Entries from a data collection:
■ ■ ■
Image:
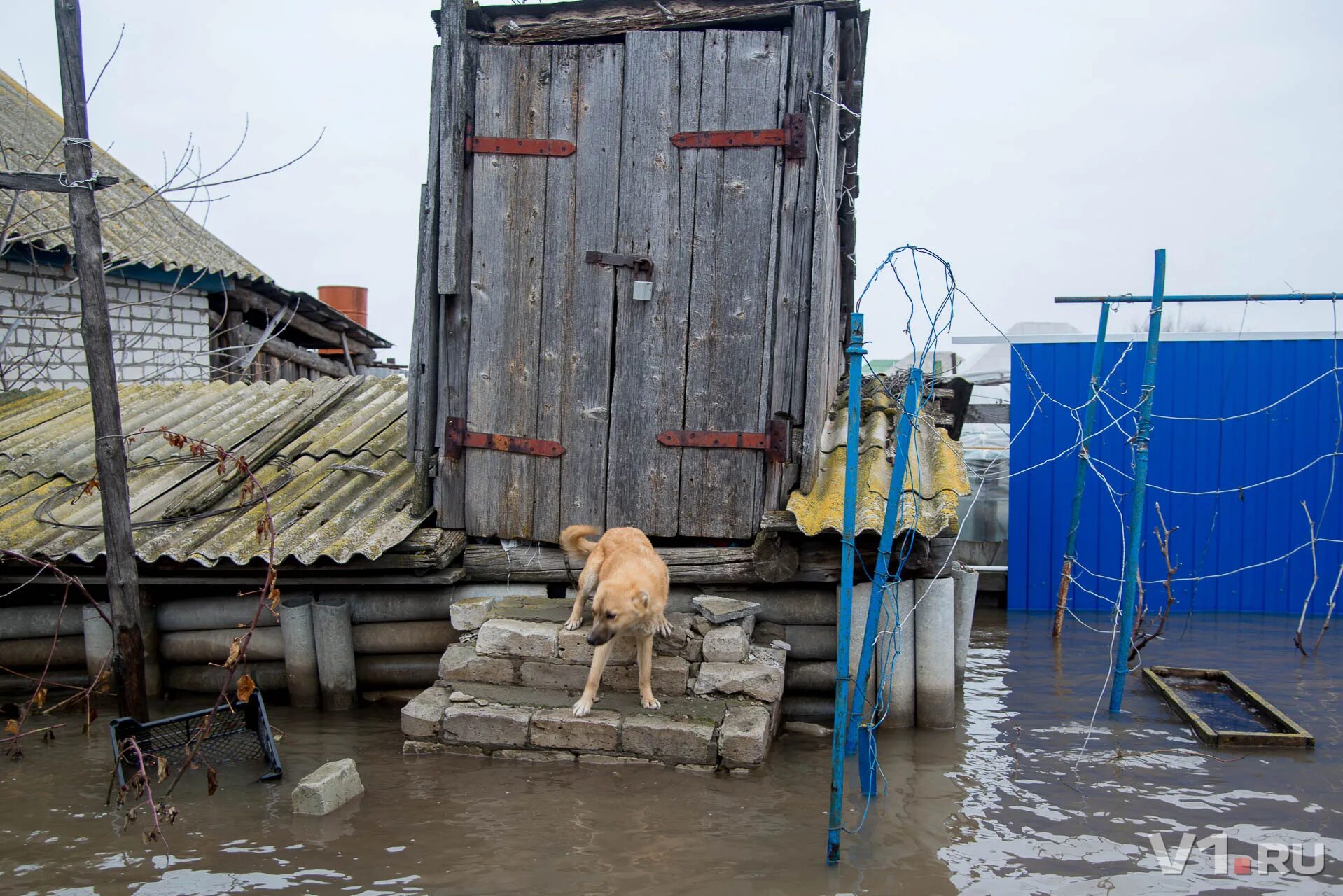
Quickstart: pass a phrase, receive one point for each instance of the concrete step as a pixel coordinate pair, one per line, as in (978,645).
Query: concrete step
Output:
(538,724)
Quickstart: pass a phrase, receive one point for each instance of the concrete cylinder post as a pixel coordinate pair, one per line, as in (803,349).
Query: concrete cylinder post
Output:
(295,626)
(966,587)
(335,653)
(98,641)
(935,653)
(900,695)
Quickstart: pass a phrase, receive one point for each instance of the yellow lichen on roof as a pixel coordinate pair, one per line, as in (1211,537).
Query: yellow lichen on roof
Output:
(935,476)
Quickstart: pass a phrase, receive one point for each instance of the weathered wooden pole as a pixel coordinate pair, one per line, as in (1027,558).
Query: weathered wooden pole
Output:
(111,451)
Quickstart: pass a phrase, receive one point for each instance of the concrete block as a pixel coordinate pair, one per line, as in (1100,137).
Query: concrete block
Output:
(534,755)
(469,614)
(421,718)
(725,644)
(327,789)
(573,648)
(744,736)
(555,676)
(472,724)
(559,729)
(427,747)
(719,610)
(519,638)
(601,760)
(461,664)
(668,678)
(668,739)
(759,680)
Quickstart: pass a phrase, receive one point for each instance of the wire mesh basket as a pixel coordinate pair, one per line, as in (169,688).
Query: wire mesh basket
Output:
(239,732)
■ ■ ■
> Given problem: Copy every one of the entries above word for word, but leave out the pictures.

> Result of the task:
Image:
Quickstart: pass a phrase, receive one point for each instance of the concrete step as a pixel coordinate pair, one per line, as in (978,645).
Query: concrete step
Output:
(538,724)
Quickstart: pass a phrase, receive one point for each instance of the concrete cylinder post as a pixel coordinate pair, one per line, as in (803,349).
Query: concrete cylinder post
Output:
(295,626)
(966,587)
(335,653)
(98,641)
(935,653)
(900,695)
Quickstart: pass a phrase, receive one point for each instance of the yellow lichen on roof as a pixel coordinate pair, one per line, as in (1211,537).
Query: yellow lichen on roof
Output:
(935,476)
Quickstart: pass a phrase, receive one point for each instance of the weathered wooden pole as a pixel coordinate pair, one per line, as in (1027,558).
Query: weathered wooden pole
Output:
(111,451)
Quickstart: pass a phrase, receive one point for each instance of the concrete block as a pixel coordinate pair, one per line, as in (1100,137).
Query: concrete block
Output:
(534,755)
(469,614)
(421,718)
(725,644)
(327,789)
(573,648)
(744,736)
(555,676)
(472,724)
(559,729)
(427,747)
(719,610)
(519,638)
(601,760)
(461,664)
(668,678)
(668,739)
(759,680)
Quickstart: pass a phrase, receive one point for each instance of the wire mesh basket as a pixel coordinate pair, one per line, as in (169,688).
Query: wire mesh basket
Output:
(239,732)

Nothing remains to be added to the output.